__What is expected__. The lines from the first line of the entries through the line containing "Target: hiking boot" are to be repeated exactly, with both of those lines included.

__Records__.
━━━━

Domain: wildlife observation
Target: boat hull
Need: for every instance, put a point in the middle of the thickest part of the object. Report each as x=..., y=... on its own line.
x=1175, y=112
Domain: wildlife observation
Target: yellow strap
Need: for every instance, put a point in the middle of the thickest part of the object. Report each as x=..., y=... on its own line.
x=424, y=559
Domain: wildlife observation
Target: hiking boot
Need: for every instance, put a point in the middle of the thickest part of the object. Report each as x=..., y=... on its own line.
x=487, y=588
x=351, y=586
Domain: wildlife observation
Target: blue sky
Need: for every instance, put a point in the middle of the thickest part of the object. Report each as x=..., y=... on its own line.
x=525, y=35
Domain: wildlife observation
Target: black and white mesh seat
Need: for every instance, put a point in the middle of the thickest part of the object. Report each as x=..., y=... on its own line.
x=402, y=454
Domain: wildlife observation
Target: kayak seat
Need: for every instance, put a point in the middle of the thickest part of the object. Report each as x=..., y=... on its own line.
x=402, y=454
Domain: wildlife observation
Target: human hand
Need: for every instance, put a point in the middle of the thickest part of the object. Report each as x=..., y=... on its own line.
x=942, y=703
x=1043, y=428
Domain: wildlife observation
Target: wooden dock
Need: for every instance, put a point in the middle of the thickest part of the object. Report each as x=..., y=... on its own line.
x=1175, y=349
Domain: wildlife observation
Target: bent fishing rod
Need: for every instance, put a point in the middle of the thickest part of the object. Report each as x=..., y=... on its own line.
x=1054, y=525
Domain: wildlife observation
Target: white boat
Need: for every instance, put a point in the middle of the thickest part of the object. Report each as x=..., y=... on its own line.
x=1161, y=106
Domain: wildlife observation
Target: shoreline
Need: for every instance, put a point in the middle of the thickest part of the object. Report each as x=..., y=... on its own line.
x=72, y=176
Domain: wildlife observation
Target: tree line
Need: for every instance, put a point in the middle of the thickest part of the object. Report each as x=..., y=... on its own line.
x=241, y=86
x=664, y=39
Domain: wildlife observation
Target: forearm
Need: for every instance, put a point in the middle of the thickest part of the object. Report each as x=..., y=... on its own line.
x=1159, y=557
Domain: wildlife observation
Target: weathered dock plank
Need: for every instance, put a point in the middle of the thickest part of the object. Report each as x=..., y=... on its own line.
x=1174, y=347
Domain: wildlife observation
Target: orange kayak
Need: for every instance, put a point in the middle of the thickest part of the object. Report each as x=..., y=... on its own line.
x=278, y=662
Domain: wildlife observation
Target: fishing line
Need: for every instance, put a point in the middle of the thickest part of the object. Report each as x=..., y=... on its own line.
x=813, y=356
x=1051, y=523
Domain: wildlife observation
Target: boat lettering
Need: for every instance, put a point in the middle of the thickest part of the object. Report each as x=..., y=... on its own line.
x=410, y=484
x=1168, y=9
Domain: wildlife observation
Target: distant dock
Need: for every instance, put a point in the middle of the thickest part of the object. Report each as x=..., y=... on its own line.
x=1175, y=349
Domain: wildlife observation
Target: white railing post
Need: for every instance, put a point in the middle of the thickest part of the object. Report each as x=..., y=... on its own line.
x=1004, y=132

━━━━

__Answer to the exercise__.
Domain: wildlife observation
Target: boat hull
Need: for every instance, put a point in the middle of the thickest part of the object. Report each as x=..., y=... on its own line.
x=1175, y=112
Domain: wildlife observation
Target: yellow strap
Need: for every instance, put a point in the middle of the thickest part of the object. Report each as x=..., y=... on its own line.
x=424, y=559
Domain: wildlife observation
Target: hiking boot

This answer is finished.